Ihre Aufgaben =>
A. An welchem See liegt Aix-les-Bains laut dem Radreisebericht?
B. Führen Sie sämtliche Straßennummern auf, die im Radreisebericht genannt werden.
C. Schreiben Sie den Radreisebericht über die Fahrt durch Aix-les-Bains und Chambery im Anschluss an dessen letzten Satz weiter.

Vorliegender Text =>

Um 9 Uhr sitze ich wieder im Sattel und die Behaglichkeit kehrt zurück. Leicht abschüssig geht es zunächst auf der D1201 nach Aix-les-Bains am Lac de Bourget. Ich mache einen Abstecher zum See und schlendere, das Fahrrad schiebend, die dafür vorgesehene Promenade entlang. Auf der parallel dazu verlaufenden Straße herrscht reger Verkehr, er ist hektisch und laut und stört die morgendliche Beschaulichkeit des ansonsten nicht reizlosen Seeufers. 

Ich halte mich nicht lange auf, nehme in einer Bar noch schnell einen kleinen Kaffee und mache mich wieder auf den Weg. Auf der D991 verlasse ich Aix-les-Bains, überquere bei Drumettaz-Clarafond die Autobahn A41, folge der D211 bis 'Les Moulins de Montagny' und radle dann, wieder auf der D991, durch 'Chambery'. Der Verkehr hat vor Chambery merklich zugenommen um dann in der Stadt selbst in einem nervenaufreibendem Tohuwabohu zu gipfeln. Plötzlich befinde ich mich übergangslos auf einer autobahnähnlich ausgebauten Schnellstraße und weiß nicht wie ich da hin geraten bin. Ich nehme die nächste Ausfahrt und schlängle mich, immer der Nase nach, in Richtung Süden aus der Stadt hinaus. Auf der D912 verlasse ich schließlich das Stadtgebiet und es geht gleich richtig zur Sache.

Vorliegende Einträge =>
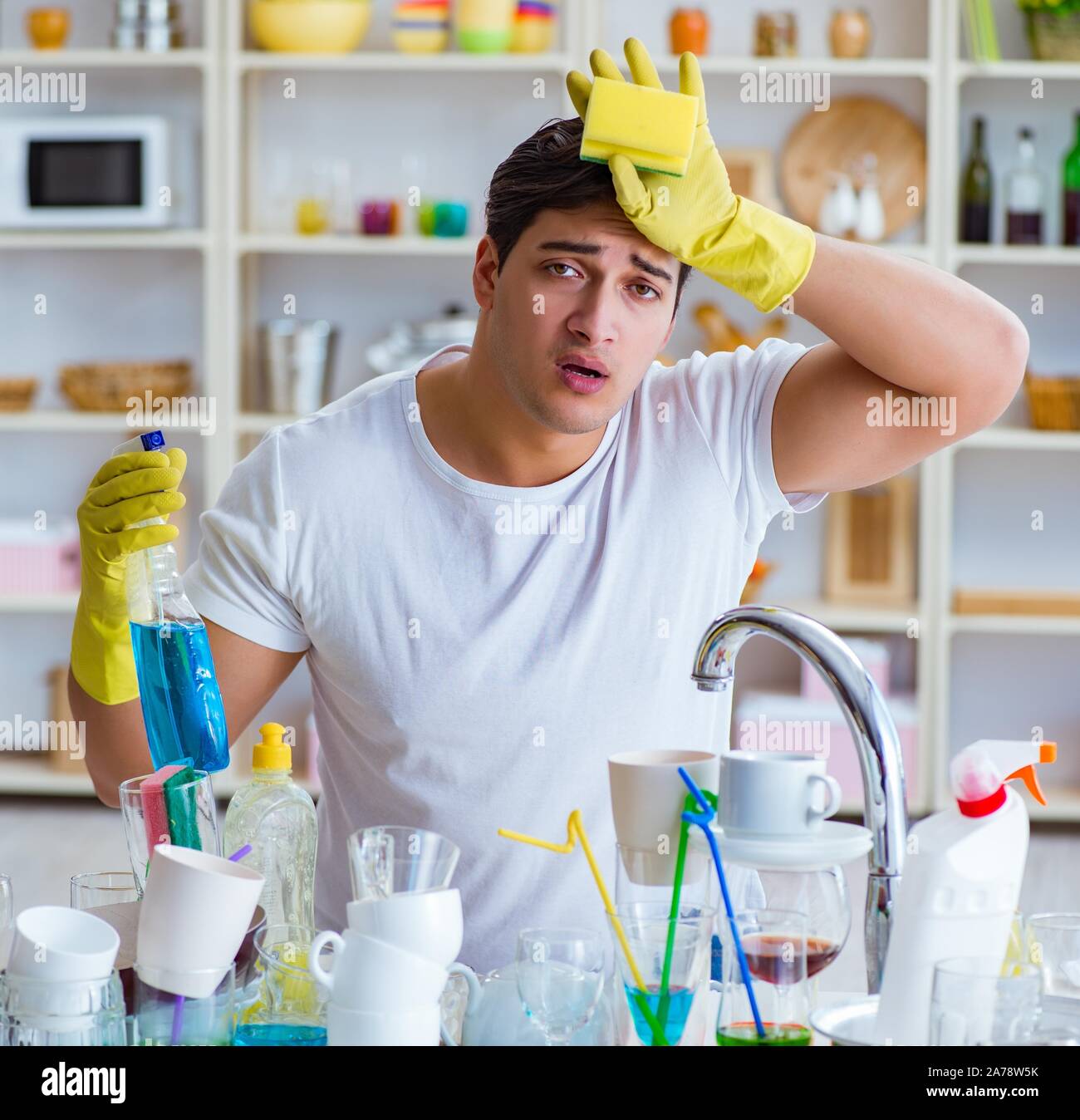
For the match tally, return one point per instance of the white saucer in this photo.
(836, 842)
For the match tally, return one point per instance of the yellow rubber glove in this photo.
(128, 489)
(698, 219)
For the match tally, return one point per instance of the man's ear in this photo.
(485, 273)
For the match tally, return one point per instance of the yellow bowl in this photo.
(309, 26)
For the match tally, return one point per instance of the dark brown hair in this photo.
(546, 171)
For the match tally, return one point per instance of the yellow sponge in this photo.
(652, 128)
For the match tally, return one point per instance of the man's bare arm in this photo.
(896, 325)
(248, 675)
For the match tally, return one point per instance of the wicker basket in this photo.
(108, 386)
(1054, 37)
(1054, 402)
(16, 393)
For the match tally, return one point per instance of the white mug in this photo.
(373, 975)
(648, 797)
(428, 923)
(774, 794)
(58, 943)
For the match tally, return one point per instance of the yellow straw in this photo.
(576, 829)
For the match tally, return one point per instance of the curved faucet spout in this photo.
(873, 730)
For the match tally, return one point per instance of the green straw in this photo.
(690, 804)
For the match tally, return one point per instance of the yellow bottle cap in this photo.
(272, 753)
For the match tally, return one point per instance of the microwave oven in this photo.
(94, 173)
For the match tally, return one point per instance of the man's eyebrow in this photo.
(591, 248)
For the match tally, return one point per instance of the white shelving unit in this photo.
(234, 253)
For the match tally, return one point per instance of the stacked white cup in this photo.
(390, 966)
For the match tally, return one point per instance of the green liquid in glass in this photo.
(745, 1034)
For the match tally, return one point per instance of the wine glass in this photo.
(560, 975)
(822, 896)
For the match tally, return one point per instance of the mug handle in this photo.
(832, 802)
(474, 996)
(318, 943)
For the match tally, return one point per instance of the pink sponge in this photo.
(155, 816)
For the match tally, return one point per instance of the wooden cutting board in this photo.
(849, 128)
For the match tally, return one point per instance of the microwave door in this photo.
(97, 174)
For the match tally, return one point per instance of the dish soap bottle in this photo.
(182, 705)
(961, 882)
(278, 819)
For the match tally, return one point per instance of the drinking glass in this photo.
(289, 1008)
(648, 927)
(1056, 949)
(974, 1005)
(391, 859)
(92, 889)
(65, 1013)
(198, 794)
(560, 975)
(774, 943)
(166, 1019)
(822, 896)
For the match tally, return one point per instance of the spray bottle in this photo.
(961, 881)
(182, 705)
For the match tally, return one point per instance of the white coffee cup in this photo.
(195, 913)
(369, 975)
(648, 794)
(774, 794)
(428, 923)
(60, 943)
(346, 1027)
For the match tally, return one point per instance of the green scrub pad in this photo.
(183, 808)
(652, 128)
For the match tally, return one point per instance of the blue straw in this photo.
(703, 819)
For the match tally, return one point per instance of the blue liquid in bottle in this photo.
(182, 705)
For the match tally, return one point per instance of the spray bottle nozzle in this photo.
(977, 771)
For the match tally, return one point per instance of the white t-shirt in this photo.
(478, 652)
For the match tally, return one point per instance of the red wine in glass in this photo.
(768, 956)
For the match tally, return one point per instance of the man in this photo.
(498, 562)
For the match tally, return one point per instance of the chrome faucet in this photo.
(873, 730)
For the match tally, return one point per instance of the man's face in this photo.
(579, 288)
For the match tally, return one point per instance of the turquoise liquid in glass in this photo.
(182, 705)
(679, 1000)
(279, 1034)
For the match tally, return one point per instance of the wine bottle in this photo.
(1070, 223)
(977, 193)
(1024, 196)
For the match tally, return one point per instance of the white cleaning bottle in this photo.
(961, 882)
(278, 819)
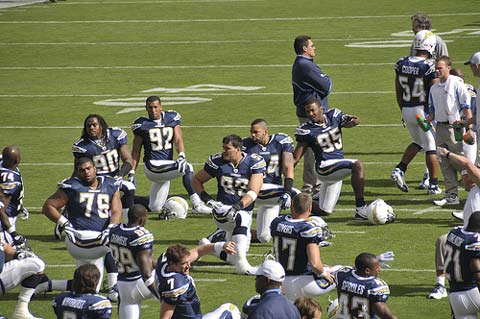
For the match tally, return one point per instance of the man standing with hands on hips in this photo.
(309, 82)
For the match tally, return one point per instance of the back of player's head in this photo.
(100, 120)
(152, 99)
(85, 279)
(301, 203)
(136, 213)
(458, 72)
(233, 139)
(421, 21)
(11, 156)
(474, 222)
(80, 161)
(365, 261)
(259, 121)
(313, 101)
(445, 59)
(176, 253)
(300, 42)
(308, 308)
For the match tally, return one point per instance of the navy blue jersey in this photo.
(179, 290)
(157, 135)
(357, 294)
(309, 82)
(325, 139)
(461, 247)
(11, 184)
(233, 181)
(415, 75)
(89, 209)
(290, 240)
(85, 306)
(272, 154)
(105, 156)
(125, 244)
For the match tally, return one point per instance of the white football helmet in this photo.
(425, 40)
(333, 308)
(175, 207)
(379, 213)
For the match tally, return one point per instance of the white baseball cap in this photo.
(474, 59)
(272, 270)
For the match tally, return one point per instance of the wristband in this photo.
(288, 185)
(252, 194)
(149, 281)
(218, 247)
(62, 220)
(205, 197)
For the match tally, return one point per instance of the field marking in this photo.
(174, 42)
(202, 94)
(173, 67)
(427, 210)
(398, 16)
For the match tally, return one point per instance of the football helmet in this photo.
(379, 213)
(175, 208)
(325, 233)
(425, 40)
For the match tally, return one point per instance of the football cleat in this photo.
(458, 214)
(449, 199)
(113, 294)
(201, 208)
(398, 177)
(361, 213)
(425, 182)
(434, 190)
(438, 292)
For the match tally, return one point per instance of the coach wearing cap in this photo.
(272, 303)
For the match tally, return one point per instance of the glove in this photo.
(285, 201)
(70, 232)
(131, 177)
(22, 254)
(214, 204)
(182, 163)
(24, 213)
(386, 256)
(225, 213)
(18, 240)
(105, 235)
(57, 232)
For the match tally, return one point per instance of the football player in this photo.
(11, 194)
(82, 301)
(414, 76)
(20, 266)
(239, 179)
(106, 146)
(323, 134)
(132, 246)
(92, 206)
(277, 151)
(157, 134)
(176, 287)
(360, 293)
(296, 243)
(462, 266)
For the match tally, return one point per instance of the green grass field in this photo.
(60, 62)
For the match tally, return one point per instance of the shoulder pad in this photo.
(142, 240)
(473, 246)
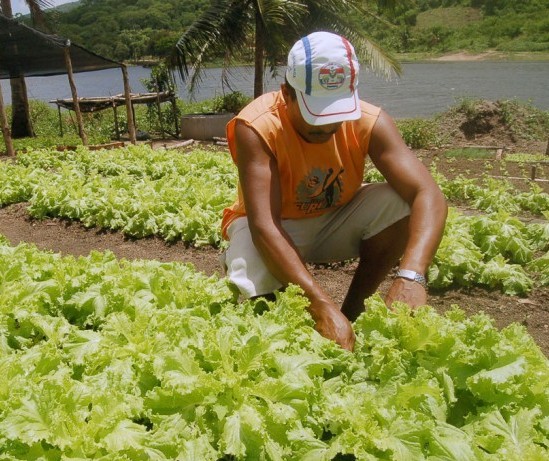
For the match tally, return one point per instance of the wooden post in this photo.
(60, 120)
(174, 110)
(79, 120)
(116, 125)
(159, 108)
(129, 105)
(5, 127)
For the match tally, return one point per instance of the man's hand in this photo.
(407, 291)
(331, 323)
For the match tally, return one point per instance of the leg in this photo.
(378, 255)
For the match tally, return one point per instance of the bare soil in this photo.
(533, 311)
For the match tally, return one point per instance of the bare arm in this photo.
(260, 185)
(413, 182)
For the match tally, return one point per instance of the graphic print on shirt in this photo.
(319, 190)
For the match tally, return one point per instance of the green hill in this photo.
(141, 29)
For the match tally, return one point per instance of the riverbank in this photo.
(466, 56)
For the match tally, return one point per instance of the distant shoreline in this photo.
(461, 56)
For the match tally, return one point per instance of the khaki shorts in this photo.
(331, 237)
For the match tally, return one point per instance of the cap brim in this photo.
(322, 111)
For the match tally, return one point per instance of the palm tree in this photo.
(228, 28)
(21, 124)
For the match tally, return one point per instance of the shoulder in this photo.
(369, 110)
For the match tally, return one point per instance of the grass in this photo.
(452, 17)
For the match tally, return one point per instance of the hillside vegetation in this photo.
(142, 29)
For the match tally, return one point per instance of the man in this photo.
(300, 154)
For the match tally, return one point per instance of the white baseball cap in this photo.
(323, 69)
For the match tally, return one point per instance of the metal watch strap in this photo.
(413, 276)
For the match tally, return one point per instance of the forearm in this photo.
(426, 227)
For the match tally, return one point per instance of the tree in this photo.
(21, 124)
(228, 28)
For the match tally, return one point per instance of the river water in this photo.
(423, 90)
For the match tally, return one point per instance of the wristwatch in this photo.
(413, 276)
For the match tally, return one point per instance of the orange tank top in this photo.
(315, 178)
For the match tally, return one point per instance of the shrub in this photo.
(418, 133)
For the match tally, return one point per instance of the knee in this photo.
(391, 241)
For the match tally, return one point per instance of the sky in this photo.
(19, 6)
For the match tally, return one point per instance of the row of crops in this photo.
(180, 196)
(111, 359)
(116, 360)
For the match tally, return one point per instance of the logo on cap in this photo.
(331, 76)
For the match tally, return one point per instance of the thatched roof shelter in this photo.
(27, 52)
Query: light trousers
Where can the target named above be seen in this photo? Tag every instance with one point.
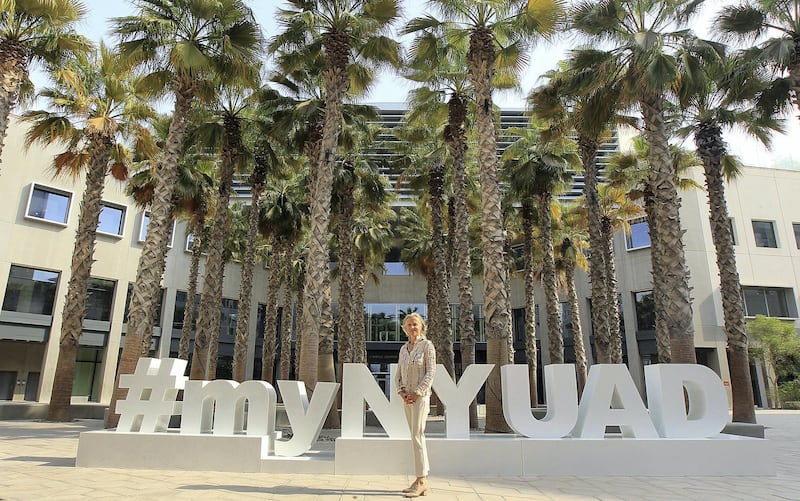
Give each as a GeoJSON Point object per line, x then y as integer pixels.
{"type": "Point", "coordinates": [417, 415]}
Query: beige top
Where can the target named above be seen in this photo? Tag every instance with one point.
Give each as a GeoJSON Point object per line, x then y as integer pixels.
{"type": "Point", "coordinates": [416, 368]}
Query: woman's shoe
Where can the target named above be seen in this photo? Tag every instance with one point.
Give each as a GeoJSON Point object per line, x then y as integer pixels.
{"type": "Point", "coordinates": [420, 490]}
{"type": "Point", "coordinates": [412, 487]}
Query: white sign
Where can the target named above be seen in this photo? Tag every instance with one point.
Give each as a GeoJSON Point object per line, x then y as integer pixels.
{"type": "Point", "coordinates": [609, 399]}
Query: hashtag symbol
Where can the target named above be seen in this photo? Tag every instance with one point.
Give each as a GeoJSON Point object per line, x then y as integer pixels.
{"type": "Point", "coordinates": [152, 390]}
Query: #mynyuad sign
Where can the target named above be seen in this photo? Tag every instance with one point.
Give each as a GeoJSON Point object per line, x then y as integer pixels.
{"type": "Point", "coordinates": [217, 408]}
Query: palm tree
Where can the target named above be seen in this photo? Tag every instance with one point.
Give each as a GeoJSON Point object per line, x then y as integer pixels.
{"type": "Point", "coordinates": [541, 169]}
{"type": "Point", "coordinates": [591, 113]}
{"type": "Point", "coordinates": [345, 31]}
{"type": "Point", "coordinates": [282, 213]}
{"type": "Point", "coordinates": [264, 157]}
{"type": "Point", "coordinates": [571, 237]}
{"type": "Point", "coordinates": [423, 158]}
{"type": "Point", "coordinates": [359, 188]}
{"type": "Point", "coordinates": [752, 20]}
{"type": "Point", "coordinates": [95, 106]}
{"type": "Point", "coordinates": [222, 130]}
{"type": "Point", "coordinates": [34, 31]}
{"type": "Point", "coordinates": [627, 176]}
{"type": "Point", "coordinates": [372, 240]}
{"type": "Point", "coordinates": [193, 192]}
{"type": "Point", "coordinates": [725, 100]}
{"type": "Point", "coordinates": [498, 33]}
{"type": "Point", "coordinates": [647, 40]}
{"type": "Point", "coordinates": [445, 93]}
{"type": "Point", "coordinates": [183, 42]}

Ergebnisse der Aufgaben =>
A. Am Lac de Bourget.

B. D1201, D991, A41, D211, D912

C.
Es beginnt der Anstieg hinauf zum 'Col du Granier' (1134 m) im 'Massiv de Chartreuse', 940 Höhenmeter verteilt auf 12 km, was einer durchschnittlichen Steigung von 7,8 % entspricht. Die Strecke ist gespickt mit 10 %-tigen Passagen die einem schwerbepackten Radler alles abverlangen. Immer wieder bin ich gezwungen das Rad zu schieben und kleinere Erholungspausen einzulegen. Doch jede Quälerei hat mal ein Ende. Einigermaßen erschöpft erreiche ich schließlich die Passhöhe, die mich mit dem majestätischen Anblick des Mont Granier belohnt. 

Mont Granier

Mont Granier

Die beeindruckende, 700 m abfallende Nordwand des Granier ist das Resultat eines gigantischen Bergsturzes der sich in der Nacht vom 24. auf den 25. November 1248 ereignete. Die Zahl der Menschen, die dabei umkamen wird auf 5000 geschätzt. Insgesamt stürzten 500 Millionen Kubikmeter Geröll und Schutt zu Tal. Der wahrscheinlich größte Erdrutsch in der Geschichte Europas ließ einen Teil des Bergmassivs quasi über Nacht einfach verschwinden.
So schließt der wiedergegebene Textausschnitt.